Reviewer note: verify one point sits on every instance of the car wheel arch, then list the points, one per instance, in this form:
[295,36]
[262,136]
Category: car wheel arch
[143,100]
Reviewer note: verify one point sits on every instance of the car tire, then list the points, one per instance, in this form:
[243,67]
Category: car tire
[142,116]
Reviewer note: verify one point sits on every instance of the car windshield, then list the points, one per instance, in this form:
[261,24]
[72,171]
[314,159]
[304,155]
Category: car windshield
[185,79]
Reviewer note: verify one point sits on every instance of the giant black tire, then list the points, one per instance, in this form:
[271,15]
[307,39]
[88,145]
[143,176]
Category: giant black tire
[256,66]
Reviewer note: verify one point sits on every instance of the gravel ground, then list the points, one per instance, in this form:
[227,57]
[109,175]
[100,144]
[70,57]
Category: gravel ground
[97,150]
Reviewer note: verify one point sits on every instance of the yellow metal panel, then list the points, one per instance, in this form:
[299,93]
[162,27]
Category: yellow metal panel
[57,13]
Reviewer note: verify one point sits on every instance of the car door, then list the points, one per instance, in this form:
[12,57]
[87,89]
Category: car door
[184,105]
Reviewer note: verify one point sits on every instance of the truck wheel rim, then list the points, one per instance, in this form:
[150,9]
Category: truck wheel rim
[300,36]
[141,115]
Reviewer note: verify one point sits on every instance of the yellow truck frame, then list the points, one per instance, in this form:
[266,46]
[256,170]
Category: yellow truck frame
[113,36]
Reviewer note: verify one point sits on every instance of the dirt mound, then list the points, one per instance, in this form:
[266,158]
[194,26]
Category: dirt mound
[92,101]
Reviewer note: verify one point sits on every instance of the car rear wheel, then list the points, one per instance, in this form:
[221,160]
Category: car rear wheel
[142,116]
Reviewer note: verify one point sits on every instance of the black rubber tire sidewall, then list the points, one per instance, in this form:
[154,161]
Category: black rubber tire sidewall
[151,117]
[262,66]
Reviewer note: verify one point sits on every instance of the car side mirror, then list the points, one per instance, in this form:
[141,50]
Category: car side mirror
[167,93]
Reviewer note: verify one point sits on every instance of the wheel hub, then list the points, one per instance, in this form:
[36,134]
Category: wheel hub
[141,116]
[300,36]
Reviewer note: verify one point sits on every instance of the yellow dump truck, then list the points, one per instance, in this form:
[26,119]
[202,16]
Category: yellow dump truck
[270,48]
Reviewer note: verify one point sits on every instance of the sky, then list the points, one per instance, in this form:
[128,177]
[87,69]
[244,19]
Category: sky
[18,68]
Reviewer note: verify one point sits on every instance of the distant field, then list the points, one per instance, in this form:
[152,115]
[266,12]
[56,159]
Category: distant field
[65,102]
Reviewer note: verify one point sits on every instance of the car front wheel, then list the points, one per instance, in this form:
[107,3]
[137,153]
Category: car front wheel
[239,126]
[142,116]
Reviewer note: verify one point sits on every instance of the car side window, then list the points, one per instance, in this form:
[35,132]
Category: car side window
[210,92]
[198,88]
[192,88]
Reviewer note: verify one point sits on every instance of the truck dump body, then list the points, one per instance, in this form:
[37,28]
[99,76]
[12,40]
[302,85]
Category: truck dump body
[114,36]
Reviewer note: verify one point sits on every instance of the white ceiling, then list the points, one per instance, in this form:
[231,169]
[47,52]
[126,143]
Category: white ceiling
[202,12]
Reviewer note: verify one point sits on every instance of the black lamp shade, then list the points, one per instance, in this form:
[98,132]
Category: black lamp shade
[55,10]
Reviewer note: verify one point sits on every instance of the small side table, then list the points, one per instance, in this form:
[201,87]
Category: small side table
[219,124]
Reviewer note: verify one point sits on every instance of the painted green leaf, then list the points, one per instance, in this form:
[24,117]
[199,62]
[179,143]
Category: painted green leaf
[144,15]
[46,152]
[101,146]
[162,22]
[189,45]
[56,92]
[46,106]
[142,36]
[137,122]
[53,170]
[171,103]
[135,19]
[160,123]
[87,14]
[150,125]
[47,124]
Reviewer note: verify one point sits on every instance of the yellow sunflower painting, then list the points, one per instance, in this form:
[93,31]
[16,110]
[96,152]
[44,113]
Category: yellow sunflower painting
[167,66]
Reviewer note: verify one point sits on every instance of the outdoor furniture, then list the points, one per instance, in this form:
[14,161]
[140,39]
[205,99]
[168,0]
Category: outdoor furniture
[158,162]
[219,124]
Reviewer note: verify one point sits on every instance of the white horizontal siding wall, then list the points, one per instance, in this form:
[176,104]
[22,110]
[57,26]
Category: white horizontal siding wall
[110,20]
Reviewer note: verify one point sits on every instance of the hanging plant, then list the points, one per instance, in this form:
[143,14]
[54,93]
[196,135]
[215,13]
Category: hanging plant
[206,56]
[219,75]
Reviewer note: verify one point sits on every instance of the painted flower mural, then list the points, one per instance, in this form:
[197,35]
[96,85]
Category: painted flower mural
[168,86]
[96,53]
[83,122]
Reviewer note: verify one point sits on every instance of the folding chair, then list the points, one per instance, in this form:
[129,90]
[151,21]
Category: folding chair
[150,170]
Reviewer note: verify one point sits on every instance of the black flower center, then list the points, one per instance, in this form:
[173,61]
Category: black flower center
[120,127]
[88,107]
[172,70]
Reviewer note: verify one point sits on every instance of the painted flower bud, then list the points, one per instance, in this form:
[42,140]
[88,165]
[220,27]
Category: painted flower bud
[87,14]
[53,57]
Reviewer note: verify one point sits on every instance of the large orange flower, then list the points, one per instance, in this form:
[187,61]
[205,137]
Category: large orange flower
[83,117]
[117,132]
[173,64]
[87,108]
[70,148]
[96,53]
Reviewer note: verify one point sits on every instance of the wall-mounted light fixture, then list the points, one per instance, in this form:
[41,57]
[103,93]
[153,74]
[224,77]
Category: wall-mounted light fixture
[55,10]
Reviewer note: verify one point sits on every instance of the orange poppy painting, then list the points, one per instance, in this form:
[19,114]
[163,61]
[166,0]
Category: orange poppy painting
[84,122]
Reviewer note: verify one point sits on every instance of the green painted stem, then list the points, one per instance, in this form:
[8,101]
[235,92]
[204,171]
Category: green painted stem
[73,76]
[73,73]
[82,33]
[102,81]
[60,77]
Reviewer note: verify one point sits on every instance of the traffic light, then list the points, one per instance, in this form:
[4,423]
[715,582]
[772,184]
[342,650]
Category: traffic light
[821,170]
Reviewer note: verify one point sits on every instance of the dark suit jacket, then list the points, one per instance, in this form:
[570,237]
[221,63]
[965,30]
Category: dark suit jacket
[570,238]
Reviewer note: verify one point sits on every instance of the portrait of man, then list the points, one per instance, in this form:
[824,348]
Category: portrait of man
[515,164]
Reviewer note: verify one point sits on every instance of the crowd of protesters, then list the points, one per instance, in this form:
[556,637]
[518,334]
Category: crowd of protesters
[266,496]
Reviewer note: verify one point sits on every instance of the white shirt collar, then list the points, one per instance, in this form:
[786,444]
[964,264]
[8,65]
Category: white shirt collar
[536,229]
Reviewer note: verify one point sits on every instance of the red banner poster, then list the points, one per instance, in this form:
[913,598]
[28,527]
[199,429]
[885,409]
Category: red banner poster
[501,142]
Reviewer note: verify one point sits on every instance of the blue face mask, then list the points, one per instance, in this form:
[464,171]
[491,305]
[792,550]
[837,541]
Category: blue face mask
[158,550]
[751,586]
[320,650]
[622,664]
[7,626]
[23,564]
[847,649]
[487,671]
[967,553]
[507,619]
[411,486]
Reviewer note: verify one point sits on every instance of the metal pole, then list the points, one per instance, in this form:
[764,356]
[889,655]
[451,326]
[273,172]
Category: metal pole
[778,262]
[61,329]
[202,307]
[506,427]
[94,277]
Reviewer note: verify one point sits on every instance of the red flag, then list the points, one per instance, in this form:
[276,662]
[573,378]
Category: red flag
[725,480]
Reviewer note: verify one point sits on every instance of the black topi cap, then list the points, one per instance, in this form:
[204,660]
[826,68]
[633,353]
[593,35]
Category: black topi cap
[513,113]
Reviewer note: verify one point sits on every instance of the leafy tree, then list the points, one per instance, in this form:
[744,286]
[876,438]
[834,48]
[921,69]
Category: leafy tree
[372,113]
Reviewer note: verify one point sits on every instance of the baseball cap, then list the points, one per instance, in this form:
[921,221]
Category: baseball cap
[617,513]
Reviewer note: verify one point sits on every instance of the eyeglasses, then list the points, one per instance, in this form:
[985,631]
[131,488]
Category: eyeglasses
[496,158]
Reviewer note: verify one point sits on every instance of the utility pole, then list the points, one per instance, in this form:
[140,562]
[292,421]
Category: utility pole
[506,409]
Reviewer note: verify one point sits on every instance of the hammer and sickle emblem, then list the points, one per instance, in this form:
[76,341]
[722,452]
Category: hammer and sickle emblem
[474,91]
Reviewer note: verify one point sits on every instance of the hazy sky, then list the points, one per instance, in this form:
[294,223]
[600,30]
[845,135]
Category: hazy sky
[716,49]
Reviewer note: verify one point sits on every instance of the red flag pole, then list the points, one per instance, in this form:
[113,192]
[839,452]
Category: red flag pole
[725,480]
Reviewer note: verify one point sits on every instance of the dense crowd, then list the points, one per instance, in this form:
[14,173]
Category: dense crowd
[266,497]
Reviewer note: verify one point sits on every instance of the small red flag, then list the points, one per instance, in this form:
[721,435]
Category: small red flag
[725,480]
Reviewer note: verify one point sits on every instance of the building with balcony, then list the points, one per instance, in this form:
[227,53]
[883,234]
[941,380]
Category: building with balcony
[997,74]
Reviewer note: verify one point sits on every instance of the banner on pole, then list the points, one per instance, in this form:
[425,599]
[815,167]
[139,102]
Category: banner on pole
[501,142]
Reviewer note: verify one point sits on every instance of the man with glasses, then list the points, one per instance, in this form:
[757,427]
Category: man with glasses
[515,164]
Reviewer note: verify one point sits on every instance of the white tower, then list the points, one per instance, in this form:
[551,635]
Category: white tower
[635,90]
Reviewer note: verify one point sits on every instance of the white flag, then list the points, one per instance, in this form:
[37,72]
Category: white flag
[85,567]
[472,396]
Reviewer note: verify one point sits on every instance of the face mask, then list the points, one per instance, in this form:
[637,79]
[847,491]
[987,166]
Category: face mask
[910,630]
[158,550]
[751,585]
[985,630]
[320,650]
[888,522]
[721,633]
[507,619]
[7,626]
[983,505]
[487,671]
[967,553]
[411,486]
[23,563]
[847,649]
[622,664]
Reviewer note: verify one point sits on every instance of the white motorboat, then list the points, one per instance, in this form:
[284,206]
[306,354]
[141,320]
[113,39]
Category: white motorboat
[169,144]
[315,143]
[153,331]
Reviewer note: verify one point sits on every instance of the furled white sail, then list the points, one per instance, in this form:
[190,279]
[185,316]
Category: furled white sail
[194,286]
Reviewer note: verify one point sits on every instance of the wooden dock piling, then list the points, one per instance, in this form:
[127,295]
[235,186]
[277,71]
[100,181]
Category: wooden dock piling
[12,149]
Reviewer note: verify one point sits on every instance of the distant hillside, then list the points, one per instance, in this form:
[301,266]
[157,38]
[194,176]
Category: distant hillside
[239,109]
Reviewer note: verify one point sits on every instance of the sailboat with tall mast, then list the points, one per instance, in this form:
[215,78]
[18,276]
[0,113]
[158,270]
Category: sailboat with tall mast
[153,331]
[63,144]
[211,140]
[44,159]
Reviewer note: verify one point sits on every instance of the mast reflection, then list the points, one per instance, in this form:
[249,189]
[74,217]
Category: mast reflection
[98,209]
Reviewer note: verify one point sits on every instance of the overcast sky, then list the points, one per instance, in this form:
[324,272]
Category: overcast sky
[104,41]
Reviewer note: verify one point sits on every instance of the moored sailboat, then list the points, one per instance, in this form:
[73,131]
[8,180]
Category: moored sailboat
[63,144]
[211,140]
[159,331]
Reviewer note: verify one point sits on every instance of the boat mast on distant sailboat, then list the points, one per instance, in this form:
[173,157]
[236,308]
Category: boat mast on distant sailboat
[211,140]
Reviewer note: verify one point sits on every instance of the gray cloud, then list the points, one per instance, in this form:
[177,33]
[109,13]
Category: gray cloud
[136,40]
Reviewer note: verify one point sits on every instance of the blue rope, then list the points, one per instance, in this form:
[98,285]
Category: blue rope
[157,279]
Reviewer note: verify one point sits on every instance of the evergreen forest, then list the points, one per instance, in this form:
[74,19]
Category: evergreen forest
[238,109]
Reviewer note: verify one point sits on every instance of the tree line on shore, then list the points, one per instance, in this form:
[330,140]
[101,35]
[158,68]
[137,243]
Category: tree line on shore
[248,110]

####

## Your task
Give back the lines of the listing from the one with "distant hillside, then" through the end, both included, exactly as written and with nothing added.

## Worked answer
Reviewer note: verify one point sits on every instance of the distant hillside, then list the points, one per instance, in this form:
[301,266]
[157,38]
[194,176]
Category: distant hillside
[239,109]
Reviewer note: verify one point sits on every instance of the sailboat with tall mast, then list the points, one per instance, in this form:
[215,78]
[18,276]
[0,113]
[158,270]
Category: sailboat with tall mast
[153,331]
[63,144]
[211,140]
[44,159]
Reviewer note: verify one point sits on every instance of the mast reflection, then list the points, one per instance, in this form:
[249,189]
[74,217]
Category: mast reflection
[98,209]
Reviewer note: verify one point sits on every instance of the overcast sky, then list the points, one per instance, in this form:
[324,272]
Category: overcast sky
[104,41]
Reviewer note: verify one point sits on every instance of the moored sailboat, then list the points, one per instance, in this form:
[73,131]
[8,180]
Category: moored sailboat
[63,144]
[211,140]
[159,331]
Reviewer note: verify one point sits on every instance of the boat mast on distant sailboat, then list the points, one per instance, in this form:
[173,157]
[236,308]
Category: boat mast on distant sailboat
[211,140]
Reviewer note: verify one point sits on every instance of the gray cloud, then list the points, one per instance, in this form:
[177,33]
[109,13]
Category: gray cloud
[136,40]
Reviewer note: verify one point sits on every instance of the blue rope, then list the points, one per instance, in this form:
[98,285]
Category: blue rope
[157,279]
Reviewer note: verify one point sits on every instance of the evergreen forest, then list the points, one per instance, in this form:
[74,19]
Category: evergreen forest
[238,109]
Reviewer note: verify one point sits on every instance of the tree line on shore, then list the points, one per instance, in this form:
[330,140]
[101,35]
[158,68]
[137,243]
Category: tree line on shore
[248,110]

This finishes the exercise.